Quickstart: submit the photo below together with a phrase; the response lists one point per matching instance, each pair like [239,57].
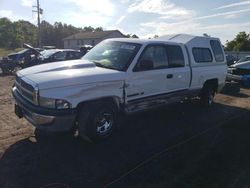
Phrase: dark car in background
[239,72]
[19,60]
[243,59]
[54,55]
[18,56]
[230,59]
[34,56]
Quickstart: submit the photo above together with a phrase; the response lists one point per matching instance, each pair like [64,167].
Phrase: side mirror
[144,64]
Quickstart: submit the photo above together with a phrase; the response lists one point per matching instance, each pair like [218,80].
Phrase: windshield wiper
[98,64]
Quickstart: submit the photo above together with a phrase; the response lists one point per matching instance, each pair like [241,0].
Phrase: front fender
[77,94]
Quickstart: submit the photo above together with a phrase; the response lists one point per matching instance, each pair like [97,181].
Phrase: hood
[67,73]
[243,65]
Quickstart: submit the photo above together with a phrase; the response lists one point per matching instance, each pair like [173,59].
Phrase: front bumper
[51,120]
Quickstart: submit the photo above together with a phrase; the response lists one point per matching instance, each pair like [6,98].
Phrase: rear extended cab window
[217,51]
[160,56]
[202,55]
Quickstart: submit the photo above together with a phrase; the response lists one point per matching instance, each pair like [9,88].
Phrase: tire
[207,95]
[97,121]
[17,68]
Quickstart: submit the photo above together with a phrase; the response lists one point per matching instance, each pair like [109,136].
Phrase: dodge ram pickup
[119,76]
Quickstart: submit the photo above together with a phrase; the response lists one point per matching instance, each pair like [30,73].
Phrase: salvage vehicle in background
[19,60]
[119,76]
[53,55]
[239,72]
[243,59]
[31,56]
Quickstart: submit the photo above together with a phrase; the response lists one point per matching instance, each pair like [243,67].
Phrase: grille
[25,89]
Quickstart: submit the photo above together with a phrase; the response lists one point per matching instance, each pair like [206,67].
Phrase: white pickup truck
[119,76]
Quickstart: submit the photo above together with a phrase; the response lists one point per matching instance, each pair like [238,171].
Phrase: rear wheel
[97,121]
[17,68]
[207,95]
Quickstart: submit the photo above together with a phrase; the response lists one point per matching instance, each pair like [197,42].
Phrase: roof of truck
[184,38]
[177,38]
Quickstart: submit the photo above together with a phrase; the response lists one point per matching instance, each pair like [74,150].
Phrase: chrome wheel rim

Work to be completed |
Will you restate every entry word for word and omit the images?

Solution to the problem |
Quickstart: submit the photo below together with a phrase; the response lists one point per matching instance, each pair like [239,57].
Phrase: dark car in background
[239,72]
[19,60]
[243,59]
[54,55]
[18,56]
[230,59]
[34,56]
Quickstart: submit the photo above together with a phrase; the response lists one point per matching instance, each pair like [64,167].
Phrase: side mirror
[144,64]
Quickstart: submit the photo above together with a phrase; the response lists one point per matching instance, each pair like [218,80].
Phrase: windshield wiper
[98,64]
Quickstart: submit the photo above together with a phrase; the response lists one point per matching instance, each pair like [241,0].
Phrase: front fender
[77,94]
Quickstart: submit the photo above together with a phrase; the response lists one point per matching instance, each pair like [97,181].
Phrase: hood
[67,73]
[243,65]
Quickstart: submit the photo above together with a phrase; the response lists one point per matching instance, each pair like [173,59].
Phrase: front bumper
[51,120]
Quickstart: submit the photo above together with a phrase; the response lists one point per matching instance, each pair like [6,98].
Phrase: rear extended cab window
[217,51]
[160,56]
[202,55]
Quickstart: submit the photo above together with a phrase; the response lists one point per matching instance, each pair like [9,88].
Phrase: tire
[207,95]
[97,121]
[17,68]
Quickstart: submit the photo above together with a phrase; the response lists one point per matching instance, each pair like [109,136].
Phrase: dodge ram pickup
[119,76]
Quickstart: submit the photo above together with a phrase; the response lists one point per matching instance, each pair like [30,73].
Phrase: salvage vehicle in background
[19,60]
[119,76]
[53,55]
[239,72]
[243,59]
[31,56]
Quickstart: submit the photo above together with a phrase; the response lists one point per matching instance, each pair like [243,67].
Phrase: grille
[25,89]
Quickstart: submit the photo above together with a phrase; the response lists one point per matching instance, each pair like [206,67].
Phrase: white pickup truck
[119,76]
Quickstart: submit the photo above together with a phrase; the response lists one point per matching instance, each pair like [238,171].
Phrase: rear wheel
[97,121]
[17,68]
[207,95]
Quickstart: submit the photo above together with a phrase; the response lists one point per matching instance, each pair like [197,42].
Phrase: roof of truck
[184,38]
[177,38]
Quickstart: submit the photo above together with a phrase; the response lists one point per matching instance, each pair like [74,150].
Phrase: chrome wheel rim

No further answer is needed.